## Begin QUOTED TEXT

They were hoping to work as longshoremen and make enough
money to support their family in Italy. Marco physically
resembles the Sicilian stereotype, with dark skin and dark
hair. He is also very strong and he could easily "load the
whole ship by himself."(pg.541) In this play, the author
uses plot, dialog, actions and symbolism to emphasize
Marco's honor, his prominent characteristic.
Throughout the play, the plot helps us develop Marco's
character in our imagination. For example, he is an illegal
alien, and this might give the reader a less honorable view
of him, and it might justify Eddie's action. But the fact
that Marco left his family to give them support and to save
his oldest son who is "sick in the chest," (pg. 535) makes
the reader forget about his illegal stay and makes his
status rise to the one of a hero.

## End QUOTED TEXT
## Begin GIVEN DATA

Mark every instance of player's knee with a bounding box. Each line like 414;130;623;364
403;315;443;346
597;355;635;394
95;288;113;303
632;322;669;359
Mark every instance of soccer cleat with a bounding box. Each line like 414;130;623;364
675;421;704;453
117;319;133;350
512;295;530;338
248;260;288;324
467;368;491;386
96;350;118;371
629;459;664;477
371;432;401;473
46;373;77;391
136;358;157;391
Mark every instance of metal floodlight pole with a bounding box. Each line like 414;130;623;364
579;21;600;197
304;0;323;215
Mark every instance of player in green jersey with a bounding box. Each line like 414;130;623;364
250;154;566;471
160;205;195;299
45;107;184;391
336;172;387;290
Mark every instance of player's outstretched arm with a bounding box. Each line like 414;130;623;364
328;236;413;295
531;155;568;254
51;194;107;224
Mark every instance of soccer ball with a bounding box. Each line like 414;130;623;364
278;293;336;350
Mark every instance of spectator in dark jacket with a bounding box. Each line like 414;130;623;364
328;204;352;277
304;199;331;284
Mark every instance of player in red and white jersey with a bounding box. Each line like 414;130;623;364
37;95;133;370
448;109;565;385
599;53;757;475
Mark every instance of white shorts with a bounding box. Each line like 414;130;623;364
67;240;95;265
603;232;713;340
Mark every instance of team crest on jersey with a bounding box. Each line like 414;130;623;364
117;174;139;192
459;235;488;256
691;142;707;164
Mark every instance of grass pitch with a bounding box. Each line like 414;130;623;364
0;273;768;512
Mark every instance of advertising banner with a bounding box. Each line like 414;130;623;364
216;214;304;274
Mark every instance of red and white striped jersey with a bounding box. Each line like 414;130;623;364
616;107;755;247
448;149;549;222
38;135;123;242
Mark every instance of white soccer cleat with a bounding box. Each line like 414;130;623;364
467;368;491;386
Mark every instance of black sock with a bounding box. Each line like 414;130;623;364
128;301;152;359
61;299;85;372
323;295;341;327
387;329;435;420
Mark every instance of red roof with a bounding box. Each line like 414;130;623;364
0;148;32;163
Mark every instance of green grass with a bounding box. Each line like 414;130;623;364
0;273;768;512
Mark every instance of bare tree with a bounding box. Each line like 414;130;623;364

## End GIVEN DATA

TASK TO CARRY OUT
Reproduce the passage about Marco's honor, shown above the items, word for word and in full.

FINISHED EXERCISE
They were hoping to work as longshoremen and make enough
money to support their family in Italy. Marco physically
resembles the Sicilian stereotype, with dark skin and dark
hair. He is also very strong and he could easily "load the
whole ship by himself."(pg.541) In this play, the author
uses plot, dialog, actions and symbolism to emphasize
Marco's honor, his prominent characteristic.
Throughout the play, the plot helps us develop Marco's
character in our imagination. For example, he is an illegal
alien, and this might give the reader a less honorable view
of him, and it might justify Eddie's action. But the fact
that Marco left his family to give them support and to save
his oldest son who is "sick in the chest," (pg. 535) makes
the reader forget about his illegal stay and makes his
status rise to the one of a hero.